TASK INPUT:
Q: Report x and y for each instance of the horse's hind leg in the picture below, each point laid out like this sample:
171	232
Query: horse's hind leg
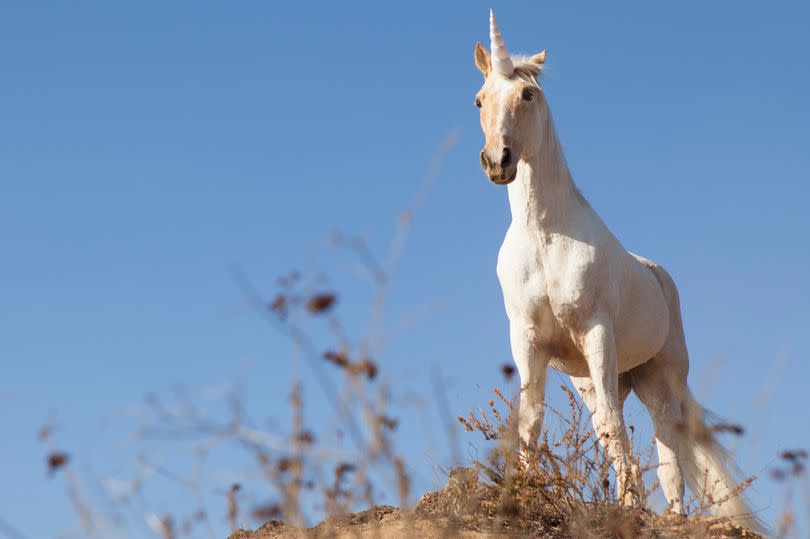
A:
660	384
662	397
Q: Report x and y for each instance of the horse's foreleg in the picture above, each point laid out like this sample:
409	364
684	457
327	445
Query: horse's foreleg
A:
531	367
599	348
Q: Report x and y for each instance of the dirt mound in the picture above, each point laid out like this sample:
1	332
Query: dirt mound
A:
460	509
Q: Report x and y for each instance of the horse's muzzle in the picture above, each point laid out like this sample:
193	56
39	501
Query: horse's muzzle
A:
502	171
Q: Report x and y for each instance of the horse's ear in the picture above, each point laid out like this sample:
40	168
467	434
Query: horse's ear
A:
482	59
539	58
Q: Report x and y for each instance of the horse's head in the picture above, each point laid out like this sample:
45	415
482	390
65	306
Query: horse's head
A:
512	106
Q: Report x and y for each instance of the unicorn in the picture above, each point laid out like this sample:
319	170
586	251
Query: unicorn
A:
580	303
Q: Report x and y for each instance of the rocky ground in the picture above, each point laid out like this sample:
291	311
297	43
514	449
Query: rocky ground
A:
450	513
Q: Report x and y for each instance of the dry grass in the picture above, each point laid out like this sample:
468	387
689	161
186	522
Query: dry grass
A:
563	488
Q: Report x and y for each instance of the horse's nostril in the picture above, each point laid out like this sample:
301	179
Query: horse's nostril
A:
506	157
484	161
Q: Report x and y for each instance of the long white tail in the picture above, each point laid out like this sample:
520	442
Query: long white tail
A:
709	470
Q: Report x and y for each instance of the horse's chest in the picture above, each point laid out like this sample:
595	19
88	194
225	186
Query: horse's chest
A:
543	281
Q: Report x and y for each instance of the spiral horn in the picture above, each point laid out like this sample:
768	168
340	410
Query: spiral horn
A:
501	62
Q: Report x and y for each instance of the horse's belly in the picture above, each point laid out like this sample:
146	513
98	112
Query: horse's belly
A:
642	326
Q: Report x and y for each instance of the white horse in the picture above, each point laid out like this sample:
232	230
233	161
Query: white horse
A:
579	302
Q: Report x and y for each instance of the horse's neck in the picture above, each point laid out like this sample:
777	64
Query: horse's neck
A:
543	193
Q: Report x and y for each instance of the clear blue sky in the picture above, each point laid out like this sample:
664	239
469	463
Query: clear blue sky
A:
145	149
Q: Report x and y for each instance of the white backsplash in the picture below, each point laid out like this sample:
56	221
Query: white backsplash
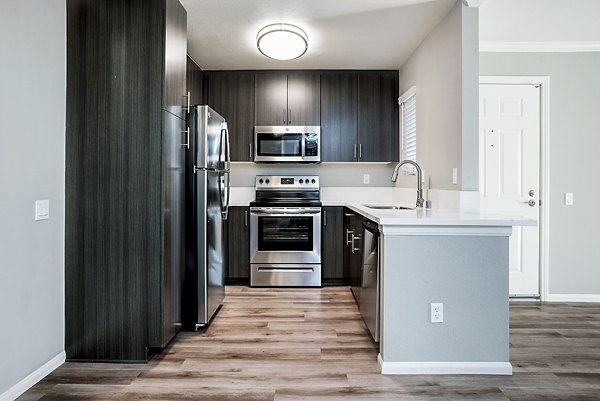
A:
464	201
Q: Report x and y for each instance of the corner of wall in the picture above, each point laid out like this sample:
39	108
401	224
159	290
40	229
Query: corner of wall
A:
470	98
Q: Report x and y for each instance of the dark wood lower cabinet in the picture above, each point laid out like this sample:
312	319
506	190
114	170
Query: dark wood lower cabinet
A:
238	244
332	245
352	249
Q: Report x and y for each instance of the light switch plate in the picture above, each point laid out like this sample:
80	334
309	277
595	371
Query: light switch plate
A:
42	209
568	198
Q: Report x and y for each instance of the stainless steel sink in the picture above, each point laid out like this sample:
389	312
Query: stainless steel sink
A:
389	207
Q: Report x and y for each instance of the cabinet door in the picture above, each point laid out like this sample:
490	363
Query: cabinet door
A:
238	241
173	210
332	243
353	250
231	94
304	98
339	125
174	96
378	116
271	98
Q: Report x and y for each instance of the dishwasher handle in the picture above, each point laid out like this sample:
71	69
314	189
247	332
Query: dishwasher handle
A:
371	226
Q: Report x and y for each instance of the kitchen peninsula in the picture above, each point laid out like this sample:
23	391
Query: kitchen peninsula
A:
459	260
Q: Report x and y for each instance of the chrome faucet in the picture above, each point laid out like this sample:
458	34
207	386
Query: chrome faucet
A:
420	199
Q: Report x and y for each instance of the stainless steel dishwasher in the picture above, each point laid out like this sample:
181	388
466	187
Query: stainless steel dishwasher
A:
369	294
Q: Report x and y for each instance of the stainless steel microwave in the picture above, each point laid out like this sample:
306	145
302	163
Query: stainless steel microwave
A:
287	144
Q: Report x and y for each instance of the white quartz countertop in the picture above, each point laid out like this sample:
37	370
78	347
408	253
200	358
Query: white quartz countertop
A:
432	217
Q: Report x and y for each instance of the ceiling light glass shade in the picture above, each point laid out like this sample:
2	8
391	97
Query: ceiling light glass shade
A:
282	41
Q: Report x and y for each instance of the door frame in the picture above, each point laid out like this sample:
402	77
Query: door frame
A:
544	83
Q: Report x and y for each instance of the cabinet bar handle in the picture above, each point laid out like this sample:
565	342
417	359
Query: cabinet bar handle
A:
188	103
355	238
187	143
351	233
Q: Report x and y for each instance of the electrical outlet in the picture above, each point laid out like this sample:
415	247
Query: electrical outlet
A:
437	312
568	198
42	209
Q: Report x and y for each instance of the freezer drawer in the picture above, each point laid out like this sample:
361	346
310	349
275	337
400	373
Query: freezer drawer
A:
285	275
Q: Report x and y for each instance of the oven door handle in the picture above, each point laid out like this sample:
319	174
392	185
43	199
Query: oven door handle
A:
285	212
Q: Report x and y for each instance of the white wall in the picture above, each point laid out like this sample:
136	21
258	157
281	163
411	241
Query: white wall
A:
32	143
444	69
574	163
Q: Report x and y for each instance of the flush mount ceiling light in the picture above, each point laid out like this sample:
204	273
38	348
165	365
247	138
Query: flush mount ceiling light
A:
282	41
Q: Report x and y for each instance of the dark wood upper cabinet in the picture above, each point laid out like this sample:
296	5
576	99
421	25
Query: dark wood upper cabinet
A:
339	123
231	94
238	243
287	98
175	95
271	98
378	129
304	98
196	81
332	245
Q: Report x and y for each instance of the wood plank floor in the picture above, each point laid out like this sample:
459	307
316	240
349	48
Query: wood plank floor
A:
311	344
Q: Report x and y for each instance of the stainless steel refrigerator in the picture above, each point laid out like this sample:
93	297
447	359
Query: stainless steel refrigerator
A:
207	202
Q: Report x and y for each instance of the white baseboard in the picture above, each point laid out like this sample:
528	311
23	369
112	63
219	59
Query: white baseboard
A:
444	368
35	376
573	298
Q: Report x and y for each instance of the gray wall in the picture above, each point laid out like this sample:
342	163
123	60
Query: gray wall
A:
330	174
444	70
32	142
574	163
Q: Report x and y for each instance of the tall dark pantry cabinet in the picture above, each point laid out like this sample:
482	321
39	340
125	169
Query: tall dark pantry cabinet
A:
126	62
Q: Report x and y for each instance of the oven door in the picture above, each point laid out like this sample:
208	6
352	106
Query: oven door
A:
285	235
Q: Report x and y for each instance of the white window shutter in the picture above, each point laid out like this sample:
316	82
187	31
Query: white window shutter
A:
409	127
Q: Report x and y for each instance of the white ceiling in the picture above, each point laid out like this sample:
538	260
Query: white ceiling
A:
343	34
539	21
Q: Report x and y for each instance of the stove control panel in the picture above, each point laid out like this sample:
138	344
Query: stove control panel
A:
287	181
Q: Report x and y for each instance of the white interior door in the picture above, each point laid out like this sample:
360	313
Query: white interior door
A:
509	165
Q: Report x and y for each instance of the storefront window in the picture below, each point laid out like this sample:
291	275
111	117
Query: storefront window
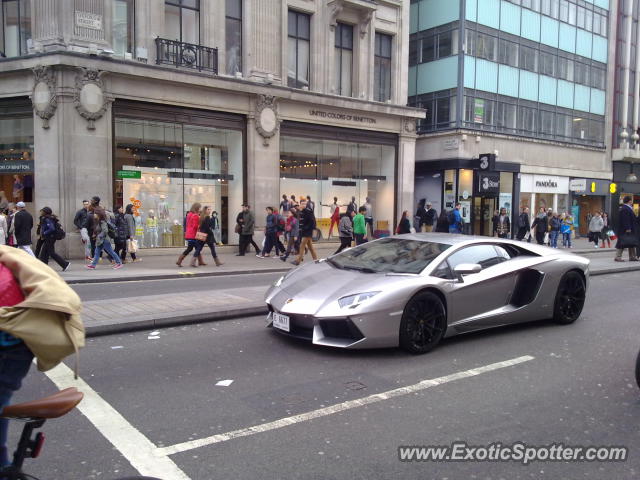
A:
324	169
16	161
123	27
162	168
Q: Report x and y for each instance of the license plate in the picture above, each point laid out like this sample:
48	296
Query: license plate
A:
281	321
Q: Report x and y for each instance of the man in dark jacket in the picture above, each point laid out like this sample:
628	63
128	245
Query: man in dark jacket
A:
523	224
23	224
247	223
81	221
627	233
541	224
307	226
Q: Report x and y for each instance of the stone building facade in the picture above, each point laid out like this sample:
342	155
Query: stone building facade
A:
160	104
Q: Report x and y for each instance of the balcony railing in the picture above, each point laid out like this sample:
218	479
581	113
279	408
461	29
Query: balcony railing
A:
187	55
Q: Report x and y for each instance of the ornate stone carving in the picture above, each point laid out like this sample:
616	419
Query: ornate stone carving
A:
409	125
89	98
267	120
44	97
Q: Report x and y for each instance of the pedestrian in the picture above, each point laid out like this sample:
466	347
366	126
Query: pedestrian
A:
292	227
270	234
49	227
368	217
442	226
102	230
22	226
191	228
596	224
605	230
554	230
334	208
307	226
4	228
565	230
80	221
206	237
132	246
360	226
430	219
627	231
540	225
523	224
455	220
285	205
404	225
122	233
246	220
345	231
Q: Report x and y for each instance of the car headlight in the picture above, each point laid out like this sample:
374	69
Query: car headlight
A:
353	301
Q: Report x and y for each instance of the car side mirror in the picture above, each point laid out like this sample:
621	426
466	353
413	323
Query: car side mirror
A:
466	269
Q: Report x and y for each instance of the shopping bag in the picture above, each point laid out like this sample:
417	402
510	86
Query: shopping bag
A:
132	245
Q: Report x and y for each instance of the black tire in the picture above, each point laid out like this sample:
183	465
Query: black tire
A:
423	324
638	370
569	298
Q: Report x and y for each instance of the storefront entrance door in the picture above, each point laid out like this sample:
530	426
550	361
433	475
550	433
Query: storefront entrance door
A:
483	211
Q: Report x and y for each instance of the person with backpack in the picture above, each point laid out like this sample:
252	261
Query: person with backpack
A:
103	230
51	231
292	228
455	220
270	234
540	224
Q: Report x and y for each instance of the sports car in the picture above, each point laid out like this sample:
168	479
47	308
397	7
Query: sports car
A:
413	290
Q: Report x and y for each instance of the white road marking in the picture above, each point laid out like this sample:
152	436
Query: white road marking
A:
133	445
340	407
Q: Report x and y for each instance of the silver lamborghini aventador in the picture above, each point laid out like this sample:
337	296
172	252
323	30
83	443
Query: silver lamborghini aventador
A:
413	290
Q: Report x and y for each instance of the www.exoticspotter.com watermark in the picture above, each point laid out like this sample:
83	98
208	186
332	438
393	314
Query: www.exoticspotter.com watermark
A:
515	452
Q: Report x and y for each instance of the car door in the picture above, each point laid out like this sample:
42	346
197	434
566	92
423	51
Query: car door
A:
471	302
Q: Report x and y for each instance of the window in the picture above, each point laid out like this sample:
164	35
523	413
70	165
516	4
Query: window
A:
16	27
233	36
528	58
508	53
484	255
123	27
486	47
298	43
344	59
182	20
382	68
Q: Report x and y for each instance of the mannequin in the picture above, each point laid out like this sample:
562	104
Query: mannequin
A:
152	229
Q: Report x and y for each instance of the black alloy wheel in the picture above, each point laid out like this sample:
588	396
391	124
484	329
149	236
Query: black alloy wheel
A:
569	298
424	322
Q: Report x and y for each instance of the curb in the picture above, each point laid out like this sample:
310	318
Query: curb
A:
151	324
116	328
173	276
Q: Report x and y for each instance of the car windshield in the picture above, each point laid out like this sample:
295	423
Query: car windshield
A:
389	255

WHAT TO PRODUCE:
Beginning at the line that holds "Q: Report x and y for each instance of the sports", write out word for word each line through the end of the records.

WRITTEN ANSWER:
Q: Report x and y for each instance of the sports car in the picture above, each point laid out like this sample:
168	479
47	308
397	7
Query: sports car
A:
413	290
Q: Report x and y for each instance of the white road marking in the picture above, each point laid out like this sample:
152	436
Query: white road marking
A:
133	445
340	407
Q: Report x and y for each instance of the silver lamborghini aventador in the picture above, each point laid out like this sample:
337	296
172	252
323	30
83	443
Query: silver lamborghini aventador
A:
413	290
Q: Report x and y for each instance of the www.exoticspotter.com watermark in the picture above, each point laid out like this sample:
83	98
208	186
332	438
393	314
Query: www.exoticspotter.com watermark
A:
515	452
Q: Report x and y for each instance of the car door in the picture above, each point laid out like this sample:
42	346
197	434
566	92
423	51
Query: car door
A:
471	302
Q: Report x and y for each instance of the window in the picture above, each point laid out like this sample:
164	35
523	413
70	165
516	4
Query: window
A:
16	27
233	36
528	58
508	53
484	255
123	27
486	47
298	43
344	59
182	20
382	68
Q: Report x and y for each instance of the mannequin in the picture above, each point laid out like this sample:
562	104
Query: mannequin
A:
152	229
Q: Report x and y for each instance of the black alloy wheel in the picture above, each point laid out like this sample:
588	396
391	124
484	329
149	236
Query: black alloy wheel
A:
569	298
424	322
Q: Report x and y for each instance of the curb in the picture above, each point laid out like this sample:
310	318
Query: curb
A:
151	324
116	328
173	276
Q: Report x and y for each instance of the car windshield in the picture above, each point laid out like this sample:
295	423
Query: car windshield
A:
389	255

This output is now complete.